#### Vorliegender Text

Die «chronic obstructive pulmonary disease» wird verursacht durch giftige Partikel in der Luft, welche die Betroffenen einatmen: Zigarettenrauch, aber auch organische Staubpartikel oder chemische Abgase, verursacht durch Verkehr und Industrie.

Bei einigen Leuten lösen diese Schadstoffe eine allergische Immunreaktion aus. Die angegriffenen Bronchien schwellen an. Ihr inneres Volumen schrumpft, die Luft kann nicht mehr normal ein- und austreten. Nach ein paar Jahren haben diese Bronchien keine normale Struktur mehr. Die Auswürfe werden immer häufiger. Viren, Bakterien, Substanzen aus der Umwelt setzen sich im Innern dieser Bronchien fest und lassen sie anschwellen (Bronchial-Obstruktion).

COPD greift auch die Lungenflügel an. Diese sind bedeckt mit Millionen von Lungenbläschen. Jedes ein kleiner aufblasbarer Sack, durch den Sauerstoff ins Blut gelangt. Normalerweise tritt die Luft mit jedem Ausatmen wieder aus. Die kranken Lungenbläschen verlieren jedoch zusehends an Elastizität, bis sie schliesslich platzen. In den steifen Schrumpfungen bleibt die Luft gefangen, was zu einer Überblähung der Lunge führt. Das gefürchtete Lungenemphysem kann eine ein- oder beidseitige Lungentransplantation nötig machen.

########
#### Ausgangsmaterial

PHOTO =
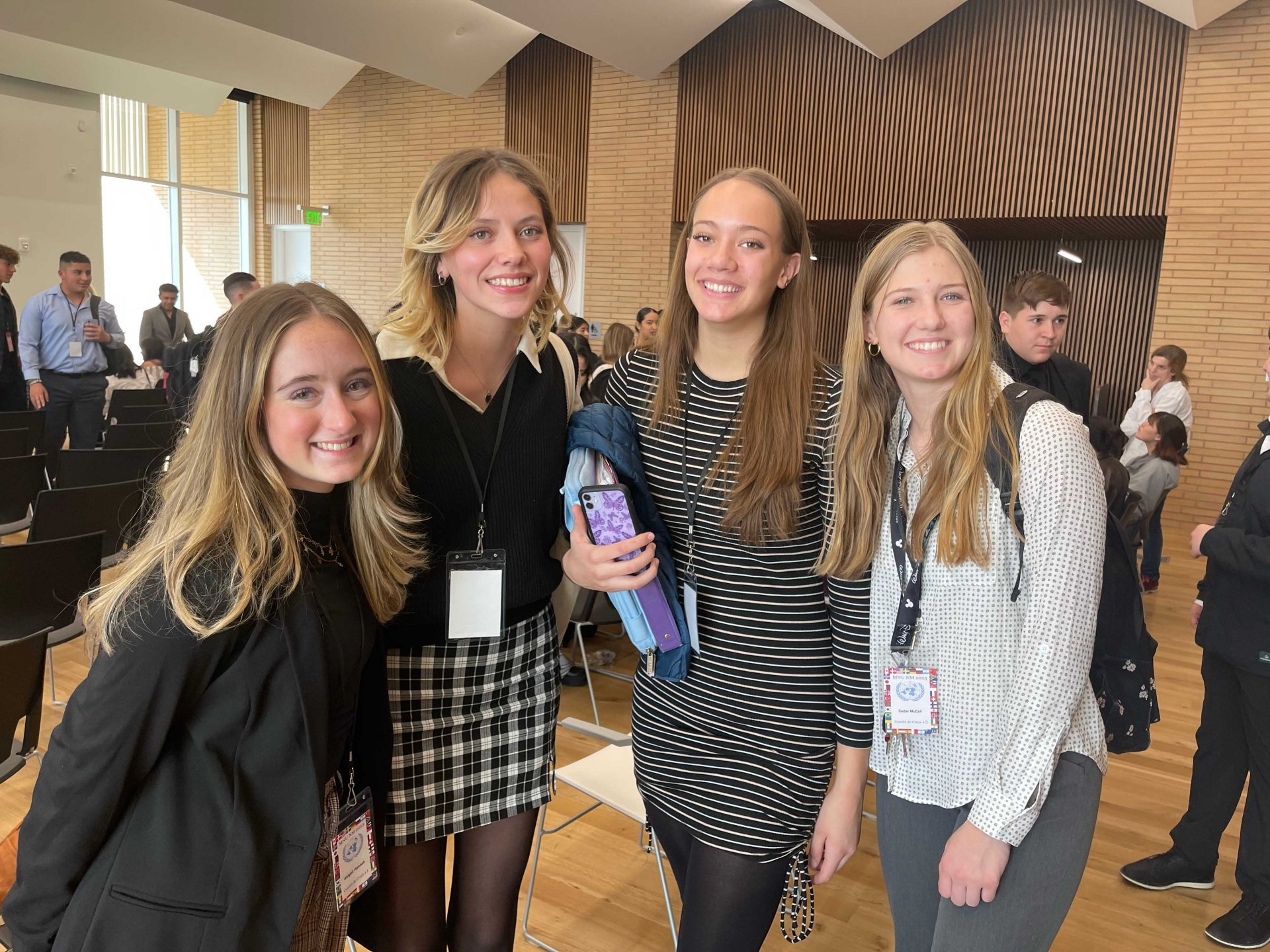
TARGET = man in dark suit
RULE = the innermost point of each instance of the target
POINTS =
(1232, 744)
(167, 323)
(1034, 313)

########
#### Ausgangsmaterial

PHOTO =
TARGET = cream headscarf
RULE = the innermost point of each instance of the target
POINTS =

########
#### Ausgangsmaterial

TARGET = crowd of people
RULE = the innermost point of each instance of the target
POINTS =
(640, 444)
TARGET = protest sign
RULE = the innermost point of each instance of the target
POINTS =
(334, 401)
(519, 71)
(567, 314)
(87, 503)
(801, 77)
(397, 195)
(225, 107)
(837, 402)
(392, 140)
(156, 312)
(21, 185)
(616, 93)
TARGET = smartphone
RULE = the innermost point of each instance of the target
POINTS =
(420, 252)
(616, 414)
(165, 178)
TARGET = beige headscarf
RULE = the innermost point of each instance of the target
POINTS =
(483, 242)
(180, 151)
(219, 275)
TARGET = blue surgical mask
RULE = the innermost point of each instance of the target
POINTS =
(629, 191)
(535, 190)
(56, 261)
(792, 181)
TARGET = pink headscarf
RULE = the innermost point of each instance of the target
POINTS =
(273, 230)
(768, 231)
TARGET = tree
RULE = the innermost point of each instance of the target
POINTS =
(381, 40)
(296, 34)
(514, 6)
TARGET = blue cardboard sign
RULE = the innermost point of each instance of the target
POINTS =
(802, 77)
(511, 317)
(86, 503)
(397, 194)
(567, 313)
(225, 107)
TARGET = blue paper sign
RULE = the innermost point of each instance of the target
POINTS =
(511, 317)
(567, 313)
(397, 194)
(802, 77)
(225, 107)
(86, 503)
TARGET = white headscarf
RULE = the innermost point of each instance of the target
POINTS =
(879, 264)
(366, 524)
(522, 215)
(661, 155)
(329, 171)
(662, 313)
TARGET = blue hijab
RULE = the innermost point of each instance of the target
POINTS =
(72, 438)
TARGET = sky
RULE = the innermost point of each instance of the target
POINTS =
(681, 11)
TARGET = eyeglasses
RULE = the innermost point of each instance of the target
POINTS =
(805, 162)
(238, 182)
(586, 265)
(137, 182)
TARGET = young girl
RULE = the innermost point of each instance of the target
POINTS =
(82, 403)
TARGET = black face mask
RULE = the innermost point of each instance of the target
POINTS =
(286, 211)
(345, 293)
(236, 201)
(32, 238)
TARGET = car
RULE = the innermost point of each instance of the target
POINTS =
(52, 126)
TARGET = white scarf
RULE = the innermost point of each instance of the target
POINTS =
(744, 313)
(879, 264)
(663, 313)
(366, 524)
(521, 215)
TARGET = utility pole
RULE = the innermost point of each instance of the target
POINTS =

########

● Aufgaben
[A] Entnehmen Sie dem Text über COPD wortgetreu die Passage von „Bei einigen Leuten“ bis „sie anschwellen (Bronchial-Obstruktion).“.
[B] Welche Erkrankung kann laut dem Text über COPD eine Lungentransplantation nötig machen?
[C] Setzen Sie den Text über COPD im Anschluss an seinen letzten Satz fort.

● Lösungen
[A]
Bei einigen Leuten lösen diese Schadstoffe eine allergische Immunreaktion aus. Die angegriffenen Bronchien schwellen an. Ihr inneres Volumen schrumpft, die Luft kann nicht mehr normal ein- und austreten. Nach ein paar Jahren haben diese Bronchien keine normale Struktur mehr. Die Auswürfe werden immer häufiger. Viren, Bakterien, Substanzen aus der Umwelt setzen sich im Innern dieser Bronchien fest und lassen sie anschwellen (Bronchial-Obstruktion).

[B] Das Lungenemphysem kann eine ein- oder beidseitige Lungentransplantation nötig machen.

[C]
COPD entwickelt sich schleichend, schrittweise, mit Verschlimmerungen – sogenannten Exazerbationen. Ein Infekt oder eine verschleppte Lungenentzündung führen schlagartig zu einer weiteren, nicht mehr rückgängig machbaren Verschlechterung. In einem fortgeschrittenen Stadium können die Lungen das Blut nicht mehr richtig mit Sauerstoff versorgen. Die Atemluft muss dann mit Hilfe einer sogenannten Sauerstoffbrille angereichert werden.

Völlig falsch ist der populäre Begriff nicht. Er wird einem grossen Teil der Betroffenen aber nicht gerecht.

Während man nämlich früher davon ausging, dass vielleicht 10 Prozent der COPD-Patienten keine Raucher sind, ist heute von über 30 Prozent die Rede. Von Menschen wie zum Beispiel Claudette Defaye.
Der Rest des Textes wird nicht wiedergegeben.